Is the Overton Window Moving to the Right?
It seems ok to criticize the social justice movement; will it become ok to criticize Islam?
I have been reminded a lot recently of the novel Remains of the Day, by Kazuo Ishiguro. The narrator is a butler who was loyal to his lord. The butler idolized his employer. But as the novel unfolds, the lord he so fondly and faithfully served turns out to have been a foolish Nazi sympathizer in the years leading up to WWII. Imagine spending decades of your life serving someone you admire, and then having to face up to the reality that the man was a knave.
I can think of so many Jewish friends who in recent years loyally sympathized with progressive causes. And now these causes seem, among other things, to be riddled with anti-semitic leanings. I think that it will take many years for erstwhile progressive Jews to come to terms with the extent to which 21st-century Progressive causes are fraudulent.
By fraudulent, I mean that they do not help the people that they purport to help. BLM does not help black people. Diversity, Equity, and Inclusion does not help achieve any of those goals. The champions of the Palestinian cause do not help Palestinians. The climate alarmists probably do not help the climate. The various gender ideologues probably do not help people who are struggling with the psychological problems that accompany their gender identity issues.
Recently, Tablet published a symposium called What Now? It was an opportunity for Jews to offer opinions that they probably would not have articulated prior to the October 7 Hamas pogrom. Titles of the essays include:
What has shocked Jews much more than the atrocities of Hamas are the atrocities committed by Progressives. It turns out that Progressives support a Palestinian cause that seeks not peace and dignity for all but to drive Jews out of the Middle East completely. Progressives say that the “context” justifies rape, murder and kidnapping of innocent people. Under the doctrine of intersectionality, Progressives manage to link support for Islamic theocrats to LGBTQ rights.
The Overton Window has clearly moved for many American Jews. The Ivy League is now disgraced. Imagine if on college campuses there were students marching around in Ku Klux Klan hoods shouting racist slogans. And imagine they were doing this right after the death of George Floyd. That is what the pro-Hamas demonstrations feel like to Jewish students.
The same Diversity, Equity, and Inclusion offices that supposedly are there to make minorities feel comfortable on campus are actively promoting Jew-hatred. Going forward, Jews are not going to regard DEI as benevolent.
What about non-Jews?
Is the Overton Window also shifting for non-Jews? Are there non-Jewish liberal Democrats who are now horrified by the social justice radicals? I cannot tell, but there are hints of turmoil in this story from The Hill about divisions among House Democrats resulting from the fighting in Gaza.
A real Overton Window shift would see non-Jews
blaming Hamas for the deaths of Palestinian civilians, rather than rewarding Hamas by calling for an Israeli cease fire.
talking about how to handle Iran, with a more negative outlook on the nuclear deal and a more positive outlook on promoting regime change.
talking about having the FBI look at pro-Palestinian groups to see whether they are planning terrorist attacks here and/or funding terrorist groups in the Middle East.

## TASK REQUIREMENTS
1 > Decide whether each statement below agrees with the essay on the Overton Window. Answer yes or no for each, quoting the deciding words of the essay.
(a) The narrator of the novel the author recalls is a butler.
(b) The author is certain that non-Jewish liberal Democrats are now horrified by the social justice radicals.
(c) Tablet published a symposium called What Now?
2 > In the essay on the Overton Window, which novel does the author say he has recently been reminded of a lot?
3 > Extend the essay on the Overton Window, starting after its final sentence.

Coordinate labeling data

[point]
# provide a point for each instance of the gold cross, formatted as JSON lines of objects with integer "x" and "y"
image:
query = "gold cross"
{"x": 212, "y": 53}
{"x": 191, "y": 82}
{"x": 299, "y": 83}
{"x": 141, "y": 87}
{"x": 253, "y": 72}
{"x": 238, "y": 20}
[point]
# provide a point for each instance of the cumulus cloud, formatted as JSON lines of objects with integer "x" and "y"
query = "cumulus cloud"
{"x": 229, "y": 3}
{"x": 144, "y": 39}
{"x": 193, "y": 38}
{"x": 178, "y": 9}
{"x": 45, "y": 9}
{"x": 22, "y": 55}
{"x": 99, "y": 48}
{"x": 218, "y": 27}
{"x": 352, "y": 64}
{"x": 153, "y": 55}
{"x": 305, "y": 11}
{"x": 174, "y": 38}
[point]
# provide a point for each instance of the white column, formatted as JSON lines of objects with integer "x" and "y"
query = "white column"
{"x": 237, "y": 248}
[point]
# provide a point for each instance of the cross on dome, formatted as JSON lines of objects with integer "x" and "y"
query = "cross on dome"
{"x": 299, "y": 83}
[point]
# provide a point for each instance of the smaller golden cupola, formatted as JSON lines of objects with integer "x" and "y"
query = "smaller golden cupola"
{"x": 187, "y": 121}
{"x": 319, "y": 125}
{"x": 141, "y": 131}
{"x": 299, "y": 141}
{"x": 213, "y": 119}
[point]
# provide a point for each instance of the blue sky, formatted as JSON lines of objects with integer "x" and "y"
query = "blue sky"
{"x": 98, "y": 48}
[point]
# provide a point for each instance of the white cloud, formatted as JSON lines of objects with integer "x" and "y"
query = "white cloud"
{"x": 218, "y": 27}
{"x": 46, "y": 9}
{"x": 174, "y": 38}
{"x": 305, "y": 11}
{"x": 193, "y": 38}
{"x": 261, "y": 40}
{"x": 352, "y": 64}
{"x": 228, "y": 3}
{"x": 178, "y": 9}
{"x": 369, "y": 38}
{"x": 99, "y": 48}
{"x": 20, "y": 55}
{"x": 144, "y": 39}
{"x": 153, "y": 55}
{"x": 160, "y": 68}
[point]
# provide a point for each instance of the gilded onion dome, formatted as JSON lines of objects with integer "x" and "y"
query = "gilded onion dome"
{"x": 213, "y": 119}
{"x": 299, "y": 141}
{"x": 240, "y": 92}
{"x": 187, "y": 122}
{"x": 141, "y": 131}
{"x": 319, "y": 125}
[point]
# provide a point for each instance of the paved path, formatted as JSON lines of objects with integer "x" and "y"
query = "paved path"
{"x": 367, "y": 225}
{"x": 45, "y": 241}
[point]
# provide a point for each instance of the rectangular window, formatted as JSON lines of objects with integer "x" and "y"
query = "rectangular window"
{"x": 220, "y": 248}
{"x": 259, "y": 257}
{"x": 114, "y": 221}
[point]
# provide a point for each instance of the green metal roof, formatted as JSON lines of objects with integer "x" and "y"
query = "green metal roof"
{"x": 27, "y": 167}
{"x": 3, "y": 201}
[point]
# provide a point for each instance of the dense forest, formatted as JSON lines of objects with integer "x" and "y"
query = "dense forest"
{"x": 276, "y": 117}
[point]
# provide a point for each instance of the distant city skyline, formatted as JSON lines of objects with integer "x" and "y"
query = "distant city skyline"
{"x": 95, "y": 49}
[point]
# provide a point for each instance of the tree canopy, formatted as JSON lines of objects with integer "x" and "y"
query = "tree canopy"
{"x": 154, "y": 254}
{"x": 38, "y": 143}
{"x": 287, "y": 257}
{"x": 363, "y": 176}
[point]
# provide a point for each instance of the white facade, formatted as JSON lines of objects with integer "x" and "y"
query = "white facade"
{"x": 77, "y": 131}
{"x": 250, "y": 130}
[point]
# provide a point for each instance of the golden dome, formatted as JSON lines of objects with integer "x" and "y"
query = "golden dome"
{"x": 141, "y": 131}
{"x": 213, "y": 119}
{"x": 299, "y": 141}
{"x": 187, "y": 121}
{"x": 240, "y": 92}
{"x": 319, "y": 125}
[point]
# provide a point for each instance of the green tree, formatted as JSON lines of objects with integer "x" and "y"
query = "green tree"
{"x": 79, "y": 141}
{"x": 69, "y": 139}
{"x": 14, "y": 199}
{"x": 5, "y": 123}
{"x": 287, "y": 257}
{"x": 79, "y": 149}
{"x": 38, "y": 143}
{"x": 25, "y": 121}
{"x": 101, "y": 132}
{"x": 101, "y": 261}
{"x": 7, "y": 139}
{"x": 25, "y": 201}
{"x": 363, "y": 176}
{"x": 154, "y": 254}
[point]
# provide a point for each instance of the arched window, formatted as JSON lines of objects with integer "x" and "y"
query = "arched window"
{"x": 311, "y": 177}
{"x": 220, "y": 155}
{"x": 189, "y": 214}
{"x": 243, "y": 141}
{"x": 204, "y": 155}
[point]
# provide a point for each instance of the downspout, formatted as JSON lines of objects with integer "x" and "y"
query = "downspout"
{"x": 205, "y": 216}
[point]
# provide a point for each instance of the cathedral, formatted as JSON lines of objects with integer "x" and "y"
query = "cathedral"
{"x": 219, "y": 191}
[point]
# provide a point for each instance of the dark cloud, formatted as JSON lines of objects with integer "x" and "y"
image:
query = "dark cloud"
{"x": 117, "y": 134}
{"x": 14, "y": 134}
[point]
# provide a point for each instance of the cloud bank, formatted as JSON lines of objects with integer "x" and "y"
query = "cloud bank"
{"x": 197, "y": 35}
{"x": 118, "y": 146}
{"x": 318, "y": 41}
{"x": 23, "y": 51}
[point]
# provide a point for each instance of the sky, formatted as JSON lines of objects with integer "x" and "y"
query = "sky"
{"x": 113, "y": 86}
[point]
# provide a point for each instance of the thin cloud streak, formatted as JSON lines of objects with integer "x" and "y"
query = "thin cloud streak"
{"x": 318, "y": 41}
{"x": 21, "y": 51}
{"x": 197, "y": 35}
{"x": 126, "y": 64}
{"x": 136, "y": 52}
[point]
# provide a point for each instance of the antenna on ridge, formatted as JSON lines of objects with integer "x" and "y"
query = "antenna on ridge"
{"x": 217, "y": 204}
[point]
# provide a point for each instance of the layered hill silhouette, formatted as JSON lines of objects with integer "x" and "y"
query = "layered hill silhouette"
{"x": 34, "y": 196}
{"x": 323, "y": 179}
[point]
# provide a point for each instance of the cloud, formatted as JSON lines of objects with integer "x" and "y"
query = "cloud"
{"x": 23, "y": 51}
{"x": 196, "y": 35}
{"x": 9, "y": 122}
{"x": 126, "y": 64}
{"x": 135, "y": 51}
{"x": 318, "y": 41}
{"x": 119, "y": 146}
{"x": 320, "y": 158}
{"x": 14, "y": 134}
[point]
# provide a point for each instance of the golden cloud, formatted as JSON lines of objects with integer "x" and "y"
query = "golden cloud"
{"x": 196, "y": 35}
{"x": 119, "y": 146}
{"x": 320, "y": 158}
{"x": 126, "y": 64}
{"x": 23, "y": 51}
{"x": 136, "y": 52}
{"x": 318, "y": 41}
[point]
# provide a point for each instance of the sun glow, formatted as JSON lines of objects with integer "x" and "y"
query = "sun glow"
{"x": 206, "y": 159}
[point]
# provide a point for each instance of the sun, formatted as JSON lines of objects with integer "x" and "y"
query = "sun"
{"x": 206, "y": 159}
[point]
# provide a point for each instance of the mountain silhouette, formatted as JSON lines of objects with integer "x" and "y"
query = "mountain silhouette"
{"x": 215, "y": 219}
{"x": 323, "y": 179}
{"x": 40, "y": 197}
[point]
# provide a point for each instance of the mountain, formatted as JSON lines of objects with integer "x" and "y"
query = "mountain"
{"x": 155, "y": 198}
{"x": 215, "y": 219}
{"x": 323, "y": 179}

--

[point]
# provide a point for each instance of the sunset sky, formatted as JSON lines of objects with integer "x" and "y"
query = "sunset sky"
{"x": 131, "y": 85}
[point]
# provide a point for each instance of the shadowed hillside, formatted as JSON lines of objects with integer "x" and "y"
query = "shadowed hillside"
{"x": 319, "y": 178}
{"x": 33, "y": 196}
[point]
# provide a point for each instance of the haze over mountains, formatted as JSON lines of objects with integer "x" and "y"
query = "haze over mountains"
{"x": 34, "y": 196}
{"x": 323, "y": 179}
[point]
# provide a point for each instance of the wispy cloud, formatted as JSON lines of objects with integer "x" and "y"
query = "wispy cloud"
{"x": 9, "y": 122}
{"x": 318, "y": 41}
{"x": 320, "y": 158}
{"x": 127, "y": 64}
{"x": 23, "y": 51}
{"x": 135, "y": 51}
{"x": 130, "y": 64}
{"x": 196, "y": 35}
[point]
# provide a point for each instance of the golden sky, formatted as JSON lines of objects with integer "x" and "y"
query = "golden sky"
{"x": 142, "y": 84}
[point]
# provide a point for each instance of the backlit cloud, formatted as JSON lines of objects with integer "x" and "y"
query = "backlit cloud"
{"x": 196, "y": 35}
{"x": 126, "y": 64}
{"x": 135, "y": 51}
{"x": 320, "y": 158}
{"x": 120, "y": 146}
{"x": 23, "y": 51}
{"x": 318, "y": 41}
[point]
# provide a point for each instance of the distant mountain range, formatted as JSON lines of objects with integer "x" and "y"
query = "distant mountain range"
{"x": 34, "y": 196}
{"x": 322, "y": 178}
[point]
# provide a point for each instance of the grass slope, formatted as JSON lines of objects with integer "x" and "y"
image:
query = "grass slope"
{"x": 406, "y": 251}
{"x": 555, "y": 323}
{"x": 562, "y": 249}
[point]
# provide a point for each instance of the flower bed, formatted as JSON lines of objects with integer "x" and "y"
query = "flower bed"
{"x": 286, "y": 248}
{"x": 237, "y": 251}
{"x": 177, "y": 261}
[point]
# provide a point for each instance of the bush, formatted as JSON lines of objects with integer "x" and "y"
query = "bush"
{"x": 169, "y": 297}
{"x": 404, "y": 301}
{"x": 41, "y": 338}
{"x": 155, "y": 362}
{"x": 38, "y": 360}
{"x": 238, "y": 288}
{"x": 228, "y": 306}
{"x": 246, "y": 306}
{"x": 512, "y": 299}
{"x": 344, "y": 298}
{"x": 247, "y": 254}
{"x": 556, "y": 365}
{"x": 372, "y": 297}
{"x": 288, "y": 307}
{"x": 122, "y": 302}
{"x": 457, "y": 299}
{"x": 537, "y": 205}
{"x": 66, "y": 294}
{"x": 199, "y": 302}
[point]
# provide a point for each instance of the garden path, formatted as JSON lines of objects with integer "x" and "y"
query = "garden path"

...

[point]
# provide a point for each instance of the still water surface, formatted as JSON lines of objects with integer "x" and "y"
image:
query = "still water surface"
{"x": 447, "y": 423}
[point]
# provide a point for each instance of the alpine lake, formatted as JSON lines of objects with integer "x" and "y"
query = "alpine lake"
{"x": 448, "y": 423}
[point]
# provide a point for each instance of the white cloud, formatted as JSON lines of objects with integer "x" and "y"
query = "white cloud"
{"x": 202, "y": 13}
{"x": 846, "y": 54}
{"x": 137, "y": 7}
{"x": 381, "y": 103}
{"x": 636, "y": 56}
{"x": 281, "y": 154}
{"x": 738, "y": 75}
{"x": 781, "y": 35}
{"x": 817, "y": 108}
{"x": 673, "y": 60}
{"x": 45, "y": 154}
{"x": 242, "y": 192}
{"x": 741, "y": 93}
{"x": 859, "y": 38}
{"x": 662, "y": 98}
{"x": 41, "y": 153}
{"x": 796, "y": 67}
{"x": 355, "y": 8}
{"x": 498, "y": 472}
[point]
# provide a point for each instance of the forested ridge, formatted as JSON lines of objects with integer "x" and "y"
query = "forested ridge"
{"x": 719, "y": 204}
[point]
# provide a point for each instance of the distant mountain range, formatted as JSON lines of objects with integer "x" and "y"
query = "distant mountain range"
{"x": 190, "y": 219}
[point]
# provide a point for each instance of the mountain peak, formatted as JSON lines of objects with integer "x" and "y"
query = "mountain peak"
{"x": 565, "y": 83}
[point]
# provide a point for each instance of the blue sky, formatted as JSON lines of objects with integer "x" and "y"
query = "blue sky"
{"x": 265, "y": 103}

## ANSWERS TO THE EXERCISE
1 >
(a) Yes: "The narrator is a butler who was loyal to his lord."
(b) No: "I cannot tell, but there are hints of turmoil in this story from The Hill about divisions among House Democrats resulting from the fighting in Gaza."
(c) Yes: "Recently, Tablet published a symposium called What Now?"

2 > Remains of the Day, by Kazuo Ishiguro.

3 >
supporting the Supreme Court’s ruling against racial preferences in college admissions rather than supporting colleges’ attempts at evading the ruling.
supporting restoring order at the border.
talking about America’s past with pride, not shame.
resisting rather than appeasing radical young leftists
If some of these changes happen, then the Overton Window will have definitely moved. But the most dramatic movement of the Overton Window would concern
Islamophobia
Colloquially, the term Islamophobia has come to mean a blind, indiscriminate hatred of all Muslims. This is the way that the term Islamophobia is commonly understood—and I don’t think that we can change that. Accordingly, as decent people we must condemn Islamophobia.
But the term “phobia” actually means fear. And one can argue that fear of Islam is justified. Around the world, the views that many devout Muslims embrace are frightening.
The history of other religions is hardly pure. The Hebrew Bible has many tales of violence committed by Jews. Christianity has had its religious wars. But in modern times, Jews and Christians no longer use religion to justify or to sanctify violence. Muslims still do.
Instead of Islamophobia, I propose we use the term Islamo-skepticism to describe the view that Islam is not a religion of peace. Islamo-skepticism also faces up to the reality that many followers of Islam embrace values that are profoundly illiberal.
Matt Goodwin sees this problem as acute in Britain.
The increasingly visible threat from radical Islamism is partly the result of years of mass and uncontrolled immigration into Britain, which has left too many of our communities dangerously segregated and ideal breeding grounds for extremists.
Combined with the failure of our so-called “leaders” to integrate newcomers into our wider society is why Britain, like other Western democracies, has imported and failed to dilute tribal grievances from abroad.
It is also why many British Muslims now say they would like to lead separate Islamic lives, either fully or partly, from the non-Muslim majority.
And it is why, as we can see around us today, whenever a conflict flares up in the Middle East it now also flares up here, on the streets of Britain.
Of all of the ways that the Overton Window might move in the months and years following October 7, the most important will be a movement toward Islamo-skepticism.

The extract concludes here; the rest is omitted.